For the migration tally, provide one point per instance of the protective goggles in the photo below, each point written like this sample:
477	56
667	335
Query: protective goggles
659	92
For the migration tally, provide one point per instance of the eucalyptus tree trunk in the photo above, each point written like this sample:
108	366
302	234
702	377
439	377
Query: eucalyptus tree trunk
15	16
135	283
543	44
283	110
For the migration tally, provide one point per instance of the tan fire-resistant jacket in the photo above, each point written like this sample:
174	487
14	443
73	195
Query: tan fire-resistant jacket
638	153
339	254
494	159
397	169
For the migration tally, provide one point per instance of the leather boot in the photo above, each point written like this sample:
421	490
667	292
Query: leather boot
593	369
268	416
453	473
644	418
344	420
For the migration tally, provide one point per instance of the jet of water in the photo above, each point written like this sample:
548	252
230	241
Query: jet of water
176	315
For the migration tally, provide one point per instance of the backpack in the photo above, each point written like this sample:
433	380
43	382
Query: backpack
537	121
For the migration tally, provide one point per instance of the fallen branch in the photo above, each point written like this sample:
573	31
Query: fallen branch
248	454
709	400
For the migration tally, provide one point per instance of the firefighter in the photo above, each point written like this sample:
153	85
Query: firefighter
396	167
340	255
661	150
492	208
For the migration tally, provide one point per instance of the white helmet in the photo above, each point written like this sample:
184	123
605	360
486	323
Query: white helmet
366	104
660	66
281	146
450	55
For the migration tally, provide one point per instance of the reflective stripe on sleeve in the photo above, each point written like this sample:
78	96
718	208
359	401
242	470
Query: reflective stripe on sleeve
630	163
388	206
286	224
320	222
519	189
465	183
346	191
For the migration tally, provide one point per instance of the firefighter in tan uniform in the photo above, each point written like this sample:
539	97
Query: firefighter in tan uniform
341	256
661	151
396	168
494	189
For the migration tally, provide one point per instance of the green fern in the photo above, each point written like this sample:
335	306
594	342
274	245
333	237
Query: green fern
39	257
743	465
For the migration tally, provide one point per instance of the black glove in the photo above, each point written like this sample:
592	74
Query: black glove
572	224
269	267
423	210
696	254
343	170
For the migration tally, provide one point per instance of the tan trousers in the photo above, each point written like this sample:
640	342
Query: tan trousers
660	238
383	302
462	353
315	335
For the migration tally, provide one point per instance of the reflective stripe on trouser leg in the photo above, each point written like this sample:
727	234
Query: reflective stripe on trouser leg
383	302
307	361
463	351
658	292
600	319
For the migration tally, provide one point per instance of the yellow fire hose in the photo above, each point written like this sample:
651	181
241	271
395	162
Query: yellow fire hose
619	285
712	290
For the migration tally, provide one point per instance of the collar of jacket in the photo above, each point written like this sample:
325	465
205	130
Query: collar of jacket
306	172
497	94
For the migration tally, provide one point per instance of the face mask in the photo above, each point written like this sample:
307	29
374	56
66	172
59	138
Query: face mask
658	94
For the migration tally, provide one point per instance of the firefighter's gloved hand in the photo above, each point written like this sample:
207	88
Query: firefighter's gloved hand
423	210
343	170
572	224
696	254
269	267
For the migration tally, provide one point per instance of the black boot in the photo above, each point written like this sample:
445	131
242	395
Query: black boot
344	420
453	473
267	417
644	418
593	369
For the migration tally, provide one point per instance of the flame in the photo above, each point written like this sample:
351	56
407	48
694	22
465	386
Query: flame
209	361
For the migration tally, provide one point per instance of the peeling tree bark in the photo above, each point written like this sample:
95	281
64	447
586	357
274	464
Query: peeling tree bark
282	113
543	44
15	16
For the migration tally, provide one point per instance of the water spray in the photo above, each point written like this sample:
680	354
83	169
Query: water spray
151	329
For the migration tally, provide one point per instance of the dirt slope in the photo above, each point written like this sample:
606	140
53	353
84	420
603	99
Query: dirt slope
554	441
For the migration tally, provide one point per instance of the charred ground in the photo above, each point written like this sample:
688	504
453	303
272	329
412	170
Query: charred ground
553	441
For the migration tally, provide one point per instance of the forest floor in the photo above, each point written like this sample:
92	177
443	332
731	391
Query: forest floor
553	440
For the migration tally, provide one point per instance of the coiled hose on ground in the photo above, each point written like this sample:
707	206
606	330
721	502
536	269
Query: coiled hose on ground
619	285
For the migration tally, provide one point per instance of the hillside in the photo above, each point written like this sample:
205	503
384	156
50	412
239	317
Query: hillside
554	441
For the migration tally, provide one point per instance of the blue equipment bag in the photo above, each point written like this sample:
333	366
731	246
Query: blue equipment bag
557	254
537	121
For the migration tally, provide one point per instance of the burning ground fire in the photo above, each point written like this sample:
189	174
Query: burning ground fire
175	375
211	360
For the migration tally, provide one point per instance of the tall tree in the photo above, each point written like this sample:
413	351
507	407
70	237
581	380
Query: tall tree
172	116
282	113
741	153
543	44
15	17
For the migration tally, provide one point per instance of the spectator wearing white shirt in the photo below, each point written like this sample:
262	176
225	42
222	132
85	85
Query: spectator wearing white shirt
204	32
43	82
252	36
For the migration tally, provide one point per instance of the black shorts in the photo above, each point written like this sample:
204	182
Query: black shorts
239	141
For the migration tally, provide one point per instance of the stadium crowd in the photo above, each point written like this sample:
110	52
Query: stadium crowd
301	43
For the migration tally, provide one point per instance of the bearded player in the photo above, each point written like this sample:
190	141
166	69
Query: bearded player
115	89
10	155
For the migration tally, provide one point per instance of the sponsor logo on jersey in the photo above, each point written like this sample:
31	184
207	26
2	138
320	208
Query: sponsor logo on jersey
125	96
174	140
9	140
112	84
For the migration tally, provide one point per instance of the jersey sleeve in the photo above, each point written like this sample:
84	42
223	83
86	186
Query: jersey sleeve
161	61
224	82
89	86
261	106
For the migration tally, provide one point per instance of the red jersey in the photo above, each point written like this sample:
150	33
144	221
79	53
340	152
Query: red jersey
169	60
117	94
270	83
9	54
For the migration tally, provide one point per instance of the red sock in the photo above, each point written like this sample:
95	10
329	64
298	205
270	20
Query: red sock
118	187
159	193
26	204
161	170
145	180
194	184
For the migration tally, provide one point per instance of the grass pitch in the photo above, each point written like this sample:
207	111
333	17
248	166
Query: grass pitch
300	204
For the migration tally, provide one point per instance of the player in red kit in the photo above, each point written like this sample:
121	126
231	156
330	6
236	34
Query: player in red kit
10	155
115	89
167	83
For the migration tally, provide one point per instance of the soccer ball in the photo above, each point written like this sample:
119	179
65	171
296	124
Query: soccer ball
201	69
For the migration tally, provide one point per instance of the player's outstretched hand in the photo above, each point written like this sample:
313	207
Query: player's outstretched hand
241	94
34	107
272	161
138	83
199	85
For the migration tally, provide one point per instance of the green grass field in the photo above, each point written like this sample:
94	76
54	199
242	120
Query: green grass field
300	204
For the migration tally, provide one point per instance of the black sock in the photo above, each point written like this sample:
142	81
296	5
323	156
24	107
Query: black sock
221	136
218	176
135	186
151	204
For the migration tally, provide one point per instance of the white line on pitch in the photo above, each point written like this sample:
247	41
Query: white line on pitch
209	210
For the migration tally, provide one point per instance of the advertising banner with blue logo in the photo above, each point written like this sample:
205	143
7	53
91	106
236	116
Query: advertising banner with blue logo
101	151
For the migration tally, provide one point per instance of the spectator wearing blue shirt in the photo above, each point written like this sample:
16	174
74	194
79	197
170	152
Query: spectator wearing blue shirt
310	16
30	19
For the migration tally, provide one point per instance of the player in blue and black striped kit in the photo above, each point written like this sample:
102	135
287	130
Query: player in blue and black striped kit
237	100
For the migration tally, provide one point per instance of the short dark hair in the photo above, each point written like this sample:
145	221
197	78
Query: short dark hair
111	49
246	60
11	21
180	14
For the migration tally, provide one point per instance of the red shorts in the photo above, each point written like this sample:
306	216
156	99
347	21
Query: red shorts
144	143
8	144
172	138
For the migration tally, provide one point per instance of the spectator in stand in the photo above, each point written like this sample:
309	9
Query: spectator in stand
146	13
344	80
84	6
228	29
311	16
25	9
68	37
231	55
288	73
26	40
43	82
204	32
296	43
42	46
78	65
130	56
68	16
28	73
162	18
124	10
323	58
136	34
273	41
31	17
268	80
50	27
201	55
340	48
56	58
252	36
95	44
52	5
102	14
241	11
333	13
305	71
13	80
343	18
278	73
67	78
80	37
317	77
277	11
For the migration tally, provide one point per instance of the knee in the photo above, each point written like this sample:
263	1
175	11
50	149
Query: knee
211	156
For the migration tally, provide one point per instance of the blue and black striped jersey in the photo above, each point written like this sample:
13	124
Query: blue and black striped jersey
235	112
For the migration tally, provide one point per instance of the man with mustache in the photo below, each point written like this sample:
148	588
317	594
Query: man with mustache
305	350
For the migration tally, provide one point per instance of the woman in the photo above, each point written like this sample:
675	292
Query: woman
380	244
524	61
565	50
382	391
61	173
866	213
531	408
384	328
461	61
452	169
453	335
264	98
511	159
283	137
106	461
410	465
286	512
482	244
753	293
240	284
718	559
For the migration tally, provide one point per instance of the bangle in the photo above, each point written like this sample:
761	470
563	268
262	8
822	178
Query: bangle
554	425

:::::

Can you quote exactly the lines from the one containing "of the short" through the last line of the records above, and nothing else?

For the migration tally, provide one point per instance of the short dark hair in the photo above, each point written like this sample:
145	221
197	78
Query: short dark hair
111	49
246	60
11	21
180	14
For the migration tally, provide one point per instance of the red shorts in the photo above, each point written like this sample:
306	216
156	99
347	21
Query: red shorts
144	143
8	144
172	138
For the migration tally, provide one point per instance of the spectator in stand in the photo above, each point written like this sample:
309	9
Query: spectator in stand
146	13
344	80
84	6
228	29
311	16
25	9
68	37
231	55
288	73
26	40
43	82
204	32
296	43
42	46
78	65
130	56
68	16
28	73
162	18
124	10
323	58
136	34
273	41
31	17
268	80
50	27
201	55
340	48
56	58
252	36
95	44
52	5
102	14
241	11
333	13
305	71
13	80
343	18
278	73
67	78
80	37
317	77
277	11
For the migration tally, provide one point per instance of the knee in the photo above, each point written like this sample:
263	1
175	11
50	149
Query: knee
211	156
For the migration tally, provide one point per instance of the blue and black striped jersey in the photo above, each point written like this sample:
13	124
Query: blue and black striped jersey
235	112
For the migration tally, provide one point per instance of the man with mustache in the photo below, each point written like this sample:
148	588
317	594
Query: man with mustache
305	350
For the migration tally, provide one point per instance of the woman in the photo above, each point written like this sample:
675	292
Query: woman
380	244
524	61
565	50
382	391
61	173
866	213
531	408
384	328
461	61
452	169
453	335
264	98
511	159
283	137
106	461
410	465
286	512
482	244
753	293
240	284
718	559
For the migration tally, provide one point per instance of the bangle in the photo above, each point written like this sample:
761	470
563	268
262	8
822	178
Query: bangle
554	425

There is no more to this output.